Texte affiché:
Des avis basés sur l'expertise des ambassades

Le ministère des Affaires étrangères publie depuis 1999 des "conseils aux voyageurs" informant des risques encourus dans chaque pays. Elles sont élaborées par le Centre de crise et de soutien pour fournir aux professionnels du tourisme ou aux visiteurs particuliers des informations vérifiées et actualisées en fonction des évènements ou des modifications de réglementation.

Du Guatemala aux îles Fidji, il existe près de 200 fiches détaillant les contextes sécuritaires et environnementaux de chaque Etat. "La proposition initiale part de l'ambassade, qui est celle qui connaît le mieux le terrain. De là procède une première ébauche, suivie d'un échange avec Paris", expliquait en 2017 Patrice Paoli, alors directeur du Centre de crise et de soutien du Quai d'Orsay, au magazine professionel L'Echo touristique.

Le ministère des Affaires étrangères classent les pays selon leur degré de risques.  (@Quai d'Orsay)

Données enregistrées:
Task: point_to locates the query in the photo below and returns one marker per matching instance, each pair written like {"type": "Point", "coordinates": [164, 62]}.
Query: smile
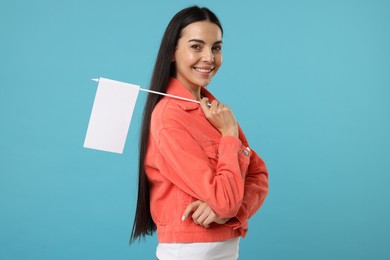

Énoncé:
Répondez à ces questions à partir du texte sur les conseils aux voyageurs.
1. Depuis quelle année le ministère des Affaires étrangères publie-t-il ces conseils ?
2. Quel organisme les élabore ?
3. Selon Patrice Paoli, d'où part la proposition initiale ?

Corrigé:
1. Depuis 1999.
2. Le Centre de crise et de soutien.
3. De l'ambassade.